** Start of Provided material **

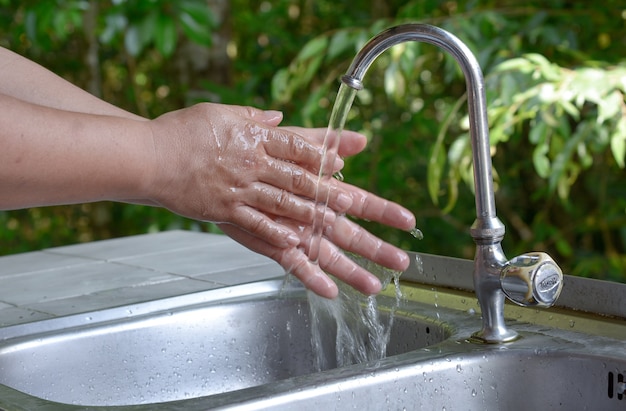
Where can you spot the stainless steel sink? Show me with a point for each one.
(187, 347)
(248, 347)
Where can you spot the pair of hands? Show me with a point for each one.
(234, 166)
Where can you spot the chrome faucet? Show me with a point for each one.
(532, 279)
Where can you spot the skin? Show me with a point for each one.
(231, 165)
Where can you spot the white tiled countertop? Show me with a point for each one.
(105, 274)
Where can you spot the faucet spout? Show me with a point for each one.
(491, 267)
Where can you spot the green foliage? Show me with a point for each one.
(554, 75)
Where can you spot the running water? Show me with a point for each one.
(362, 333)
(360, 330)
(338, 117)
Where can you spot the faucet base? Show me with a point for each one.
(493, 337)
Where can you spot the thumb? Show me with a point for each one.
(270, 118)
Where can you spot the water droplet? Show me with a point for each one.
(417, 233)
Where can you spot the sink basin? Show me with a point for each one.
(464, 377)
(248, 347)
(187, 347)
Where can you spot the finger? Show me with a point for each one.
(263, 227)
(285, 145)
(268, 117)
(351, 142)
(282, 203)
(354, 238)
(292, 259)
(335, 262)
(368, 206)
(297, 180)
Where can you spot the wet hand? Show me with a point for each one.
(233, 165)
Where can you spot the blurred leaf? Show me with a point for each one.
(618, 142)
(165, 35)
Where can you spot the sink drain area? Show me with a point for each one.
(617, 386)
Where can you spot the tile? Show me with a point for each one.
(16, 315)
(18, 264)
(245, 275)
(199, 260)
(123, 296)
(74, 281)
(140, 244)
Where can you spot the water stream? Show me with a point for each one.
(362, 333)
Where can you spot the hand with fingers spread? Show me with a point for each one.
(228, 164)
(260, 184)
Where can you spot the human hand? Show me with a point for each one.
(232, 165)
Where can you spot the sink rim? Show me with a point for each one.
(461, 325)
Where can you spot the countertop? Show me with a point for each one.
(105, 274)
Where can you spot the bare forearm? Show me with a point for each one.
(25, 80)
(52, 156)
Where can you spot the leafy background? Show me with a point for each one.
(555, 77)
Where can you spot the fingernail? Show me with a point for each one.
(293, 240)
(339, 163)
(272, 115)
(344, 201)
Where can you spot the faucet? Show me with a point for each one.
(531, 279)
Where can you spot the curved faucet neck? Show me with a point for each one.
(487, 228)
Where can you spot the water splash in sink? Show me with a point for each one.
(362, 333)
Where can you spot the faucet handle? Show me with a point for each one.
(532, 279)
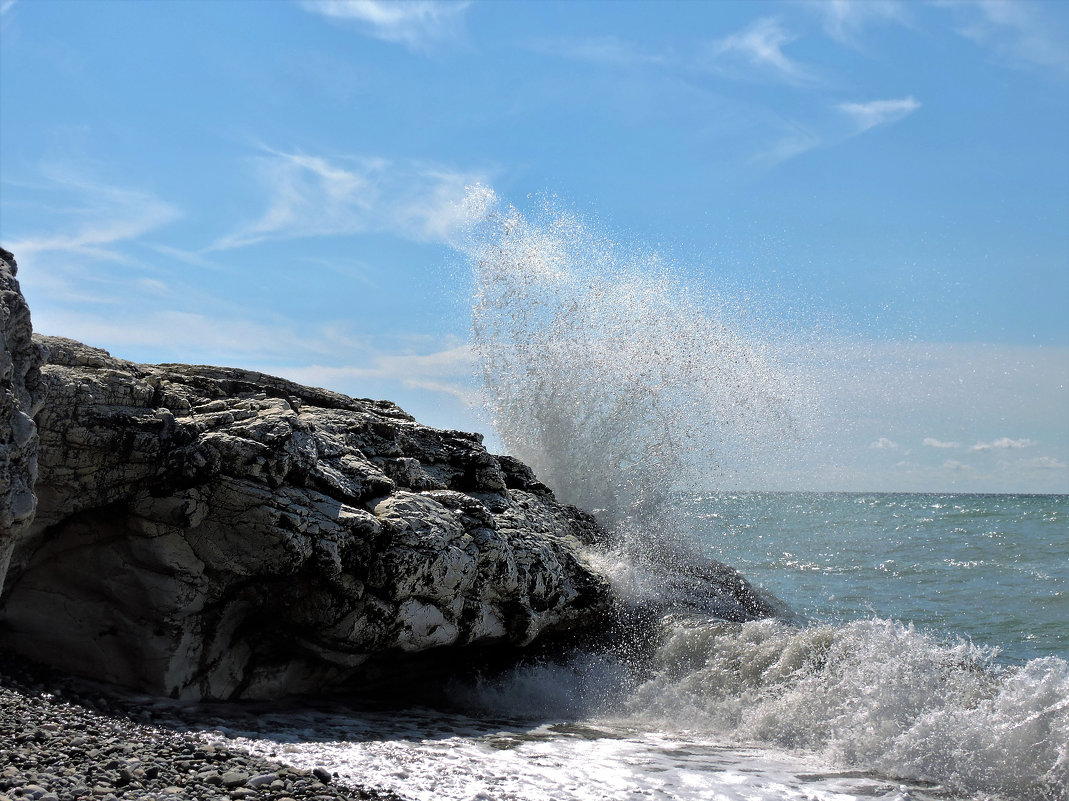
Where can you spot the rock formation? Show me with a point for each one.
(20, 398)
(218, 533)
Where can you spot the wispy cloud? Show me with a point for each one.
(1044, 463)
(795, 141)
(1020, 33)
(312, 196)
(757, 51)
(447, 371)
(1002, 444)
(954, 464)
(845, 20)
(879, 112)
(603, 50)
(101, 217)
(933, 443)
(418, 25)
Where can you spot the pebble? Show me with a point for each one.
(89, 746)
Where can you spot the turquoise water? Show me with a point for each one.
(990, 568)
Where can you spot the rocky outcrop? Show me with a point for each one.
(218, 533)
(20, 397)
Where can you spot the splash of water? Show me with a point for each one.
(618, 383)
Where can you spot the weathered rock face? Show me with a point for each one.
(20, 397)
(216, 533)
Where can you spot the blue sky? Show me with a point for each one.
(276, 185)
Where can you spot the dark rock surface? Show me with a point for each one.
(20, 398)
(217, 533)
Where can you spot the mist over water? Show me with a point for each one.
(623, 386)
(616, 381)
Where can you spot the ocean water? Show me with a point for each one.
(931, 665)
(923, 649)
(993, 569)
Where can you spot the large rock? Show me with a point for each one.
(20, 397)
(217, 533)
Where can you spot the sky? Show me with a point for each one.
(275, 184)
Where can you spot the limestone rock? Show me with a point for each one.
(20, 397)
(204, 532)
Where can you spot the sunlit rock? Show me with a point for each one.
(217, 533)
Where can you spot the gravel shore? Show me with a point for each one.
(64, 740)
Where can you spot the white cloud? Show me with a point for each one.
(760, 47)
(1002, 444)
(1044, 463)
(101, 216)
(1018, 32)
(879, 112)
(415, 24)
(794, 142)
(846, 19)
(310, 196)
(447, 371)
(604, 50)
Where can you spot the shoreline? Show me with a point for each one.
(62, 739)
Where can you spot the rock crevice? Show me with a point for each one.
(206, 532)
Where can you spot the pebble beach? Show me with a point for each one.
(64, 740)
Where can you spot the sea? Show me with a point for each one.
(927, 661)
(922, 648)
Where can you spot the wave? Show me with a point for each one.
(616, 381)
(621, 386)
(872, 694)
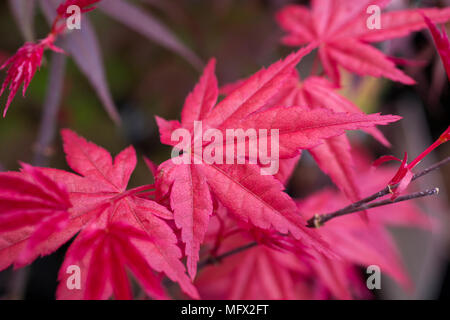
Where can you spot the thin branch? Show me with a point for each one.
(318, 221)
(19, 278)
(52, 103)
(217, 259)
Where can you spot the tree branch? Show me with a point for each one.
(46, 135)
(354, 207)
(217, 259)
(319, 220)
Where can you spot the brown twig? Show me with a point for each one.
(354, 207)
(319, 220)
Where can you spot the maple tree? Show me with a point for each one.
(226, 229)
(340, 30)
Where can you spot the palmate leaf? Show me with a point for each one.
(253, 198)
(342, 33)
(150, 27)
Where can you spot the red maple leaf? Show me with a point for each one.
(23, 65)
(32, 207)
(282, 268)
(84, 5)
(112, 217)
(247, 194)
(334, 155)
(341, 29)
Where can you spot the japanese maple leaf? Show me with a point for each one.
(247, 194)
(32, 207)
(442, 44)
(341, 28)
(334, 155)
(283, 269)
(99, 193)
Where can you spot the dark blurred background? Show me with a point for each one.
(146, 79)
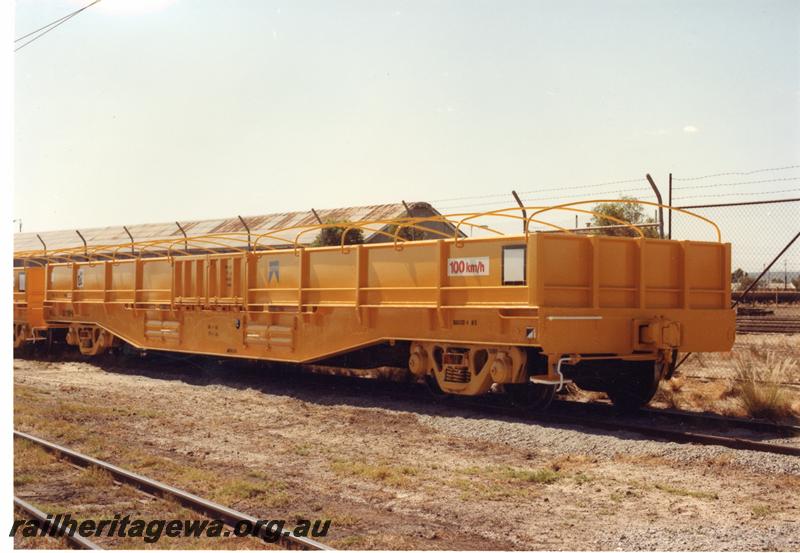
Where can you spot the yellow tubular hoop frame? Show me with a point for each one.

** End of Provided material **

§ **Short task**: Print all of the entries word for word. Omit the pictures they contain.

§ **Solution to the exercise**:
Where can you spot the stainless steel sink? Show me with a point for each one.
(187, 347)
(248, 347)
Where can you spot the pair of hands? Show me with a point for each one.
(234, 166)
Where can you spot the chrome faucet? Show me with a point for each one.
(532, 279)
Where can you spot the skin? Show me with a point for each one.
(231, 165)
Where can you spot the white tiled countertop? Show me with a point for each one.
(105, 274)
Where can you spot the faucet spout? Show me with a point for each one.
(491, 267)
Where can you spot the green foliage? Show me with a point for each one.
(554, 75)
Where can you spot the running water? Show me with a point for each one.
(362, 333)
(360, 330)
(338, 117)
Where can you spot the faucet base? Show me with a point for each one.
(493, 337)
Where can you spot the thumb? Show me with a point for each one.
(270, 118)
Where can you spot the water droplet? Show me with a point for each one.
(417, 233)
Where can you spot the sink basin? Show me with a point for each one.
(464, 377)
(248, 347)
(187, 347)
Where can you spot the finger? Show me with a point for each one.
(263, 227)
(285, 145)
(268, 117)
(351, 142)
(282, 203)
(354, 238)
(292, 259)
(335, 262)
(368, 206)
(297, 180)
Where can you spot the wet hand? Show me with a point for each one.
(233, 165)
Where can you spot the blurred leaf? Show me with a point for each one.
(618, 142)
(165, 35)
Where can you spot the sink drain area? Show me with a point for each one.
(617, 386)
Where can you spot the tile? Show me with a point for each one.
(16, 315)
(18, 264)
(245, 275)
(199, 260)
(123, 296)
(74, 281)
(140, 244)
Where can you spot the water stream? Show me with a point for each one.
(362, 333)
Where can you spot the hand with fingers spread? Show me with a point for each one.
(228, 164)
(260, 184)
Where can you spot the human hand? Show me with a point for each one.
(232, 165)
Where can you spot the sink rim? Show me with a point for each one.
(461, 325)
Where can you spot the countertop? Show me with a point for each one.
(105, 274)
Where can you spot the bare forearm? Show me with a point for each one.
(25, 80)
(52, 156)
Where can you spot the leafy background? Show me with a point for each one.
(555, 77)
Where can you spot the fingernail? Show me with a point for each one.
(293, 240)
(339, 163)
(272, 115)
(344, 201)
Where can you spot the faucet? Show me with a point for each one.
(531, 279)
Where can you spot the curved faucet neck? Show me with a point for each one.
(487, 228)
Where can you spot the water splash in sink? Show me with a point for each one.
(362, 333)
Where can you spot the faucet handle? Show me with a point for each one.
(532, 279)
Where can you spot the rock formation? Show me with a point for each one.
(20, 398)
(218, 533)
Where can you spot the wispy cloud? Show me with a point for each one.
(1044, 463)
(795, 141)
(1020, 33)
(312, 196)
(757, 51)
(447, 371)
(1002, 444)
(954, 464)
(845, 20)
(879, 112)
(603, 50)
(101, 217)
(933, 443)
(418, 25)
Where can you spot the pebble? Show me with a point for each one.
(89, 746)
Where can you spot the turquoise water? Show me with a point for each one.
(990, 568)
Where can you spot the rocky outcrop? Show me with a point for each one.
(218, 533)
(20, 397)
Where can you spot the splash of water? Show me with a point for each one.
(618, 383)
Where can you spot the weathered rock face? Show me with a point for each one.
(20, 397)
(216, 533)
Where can you spot the blue sky? Show me with a point for each one.
(276, 185)
Where can you spot the dark rock surface? Show me with a point for each one.
(20, 398)
(217, 533)
Where can you spot the mist over water? Show me with a point for each one.
(623, 386)
(616, 381)
Where can you spot the ocean water? Show me with a point for each one.
(931, 665)
(923, 649)
(993, 569)
Where can you spot the large rock? Show me with a point for each one.
(20, 397)
(217, 533)
Where can you spot the sky? Show me with a point for each one.
(275, 184)
Where can you spot the limestone rock? Show me with a point for each one.
(20, 397)
(204, 532)
Where can you spot the sunlit rock? Show me with a point for each one.
(217, 533)
Where can you spot the gravel shore? Show me with a point for each one.
(64, 740)
Where can you spot the white cloud? Show me with a point for each one.
(760, 47)
(1002, 444)
(1044, 463)
(101, 216)
(1018, 32)
(879, 112)
(415, 24)
(794, 142)
(846, 19)
(310, 196)
(447, 371)
(604, 50)
Where can you spot the shoreline? Show me with a point for each one.
(62, 739)
Where can you spot the rock crevice? Show me with a point for each one.
(206, 532)
Where can you spot the pebble beach? Show me with a point for each one.
(64, 740)
Where can you spot the sea? Show me with a point for each one.
(927, 661)
(922, 648)
Where can you spot the wave? Show me with a point for each one.
(616, 381)
(621, 386)
(872, 694)
Where can you spot the thin branch? Show me with a point for each one.
(318, 221)
(19, 278)
(52, 103)
(217, 259)
Where can you spot the tree branch? Show me with a point for each one.
(46, 135)
(354, 207)
(217, 259)
(319, 220)
Where can you spot the brown twig? Show me with a point for each one.
(354, 207)
(319, 220)
Where can you spot the maple tree? Show me with a point for each one.
(226, 229)
(340, 30)
Where can you spot the palmate leaf? Show me with a point for each one.
(253, 198)
(342, 33)
(150, 27)
Where can you spot the red maple leaf? Show me with a point for each one.
(23, 65)
(32, 207)
(282, 268)
(84, 5)
(112, 217)
(247, 194)
(334, 155)
(341, 29)
Where can you spot the japanese maple leaf? Show me with a point for each one.
(247, 194)
(32, 207)
(442, 44)
(341, 28)
(334, 155)
(283, 269)
(99, 193)
Where can you spot the dark blurred background? Show me with a point for each one.
(146, 79)
Where can you spot the yellow tubular hoop frame? Show me with a point for each one.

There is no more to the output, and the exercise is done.